Nach einer Stunde im Reichstag durften wir mit Angeordneten aus dem Landkreis Esslingen sprechen. Meine Gruppe hatte ein Gespräch mit Matthias Gastel aus Filderstadt. Er konnte uns sehr gut erklären, was man als Abgeordneter alles macht und wie die Wochen im Wahlkreis und die Wochen im Bundestag ablaufen.

Freizeit

Offensichtlich hatten wir hiervon viel zu wenig. Das behauptet zumindest der Großteil unserer Klassenstufe. Ich hielt es für angemessen. Wir hatten jeden Abend nach dem letzten Programmpunkt (meist am späten Nachmittag/früher Abend) bis 22 Uhr Freizeit. Danach mussten wir auf unseren Zimmern sein. Unsere Freizeit war gut ausschöpfbar, da jeder ein Bus-/Bahnticket für Berlin hatte. Somit konnten wir jeden Abend beliebig in Berlin essen gehen und dabei versehentlich viel zu viel Geld ausgeben. Wir hatten auch noch Zeit, selbst Teile von Berlin zu besichtigen und gemütlich an der Spree entlang zu spazieren (und dabei versehentlich wie einer der Schüler sein Handy samt 100 Euro hineinzuwerfen. Passiert.) Ich persönlich habe jeden Abend die Freizeit voll ausgeschöpft und war an diversen Orten essen und bin oft am Alexanderplatz entlanggelaufen.

__________

_AUFGABE A:_
Warum ließ sich die Freizeit laut dem Textauszug gut nutzen? Antworte in ein bis drei Sätzen.
_AUFGABE B:_
Bis wann hatten die Schüler laut dem Textauszug abends Freizeit?

_MATERIAL:_
__________

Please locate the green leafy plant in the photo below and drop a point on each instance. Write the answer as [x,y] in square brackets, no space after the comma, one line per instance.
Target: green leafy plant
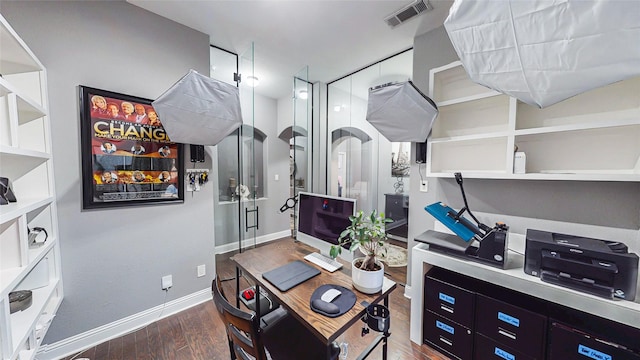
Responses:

__________

_FERTIGE ANTWORT A:_
Die Freizeit ließ sich gut nutzen, weil jeder ein Bus- und Bahnticket für Berlin hatte. So konnte man jeden Abend irgendwo in Berlin essen gehen und selbst Teile der Stadt besichtigen.

_FERTIGE ANTWORT B:_
Bis 22 Uhr.